Stated goal 1: Transcribe part of the passage on organizational structure word for word, starting at "People tell me" and ending at "work left over.".
Stated goal 2:
Answer these questions from the passage on organizational structure:
(a) Whom did the Founder mostly hire to help out?
(b) How does the passage define organizational structure?
(c) What problem does the opening say people really have instead of a communication problem?
Stated goal 3: Continue the passage on organizational structure and the Founder's growing company, picking up after Max's last question.

Document extract:
People tell me they have a communication problem. I don’t think so. I think you have an accountability and authority problem. Because you failed to define it.

Individual Performance, Not Enough

In the beginning, there was a Founder. Who had an idea to start a company. Perhaps it was a hobby. Perhaps it should have stayed a hobby, but, then that wouldn’t make for a very good story.

There was work to be done, and it was the Founder who was doing the work, there was no one else. And, there was work left over, so the Founder hired some people, mostly friends and family to help out. Each of these people contributed according to their own ability, work organized around each of their talents. And, there was still work left over.

At some point the Founder realized work could no longer be organized around the people. The people had to be organized around the work. Roles emerged, specialized roles for people to play. Individually there were good performers and poor performers, but individual good performance does not necessarily translate into organizational performance. Not only do people have to be effective in their individual roles, but those roles have to work together to create a competent organization.

Organizational structure is simply the way we define the working relationships between roles. Individual high performance is not enough, we have to look at the way people work together.

Watch Tom Foster on Chris Comeaux’s Anatomy of Leadership.

Commitment to the Work

“What do you mean, make it necessary?” Max looked confused. “We know what we were supposed to do in that handoff meeting. What more should I do, as the leader, to make it necessary?”

Information supplied:

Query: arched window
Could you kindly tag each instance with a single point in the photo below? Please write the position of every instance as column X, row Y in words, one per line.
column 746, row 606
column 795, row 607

Expected output 1:
People tell me they have a communication problem. I don’t think so. I think you have an accountability and authority problem. Because you failed to define it.

Individual Performance, Not Enough

In the beginning, there was a Founder. Who had an idea to start a company. Perhaps it was a hobby. Perhaps it should have stayed a hobby, but, then that wouldn’t make for a very good story.

There was work to be done, and it was the Founder who was doing the work, there was no one else. And, there was work left over, so the Founder hired some people, mostly friends and family to help out. Each of these people contributed according to their own ability, work organized around each of their talents. And, there was still work left over.

Expected output 2:
(a) Mostly friends and family.
(b) As the way we define the working relationships between roles.
(c) An accountability and authority problem.

Expected output 3:
“Three things,” I replied. “First, what is the vision, what does that handoff meeting look like, feel like, taste like? Your vision of the paperwork is NOT a big checkmark across the page. Your vision of the paperwork is individual checkmarks on specific line items. More important is the discussion between the estimator and the project manager about each line item. So, what does good look like.

“Second. Does the team, the estimator and the project manager, have the capability to understand the decisions and problems, and the capability to make those decisions and solve those problems? Max, you are the leader. It is your judgment I depend on to assess their capability and make the necessary resources available.

“Third. Are they committed to the work? A checklist looks like compliance, but compliance isn’t good enough. You, as the leader, need commitment to the work. It is your role to create the circumstances for that commitment to exist. If you just needed compliance, you could do that with pizza. But, pizza doesn’t create commitment.”

Skip the Detail

“We understand handoffs,” Max agreed. “That handoff between estimating and project management is so critical that we have a hard agenda, 150 boxes to check. Now, most projects only have, maybe, 50 critical items, but we go through the checklist just the same.”

“And why do you use the checklist?” I asked.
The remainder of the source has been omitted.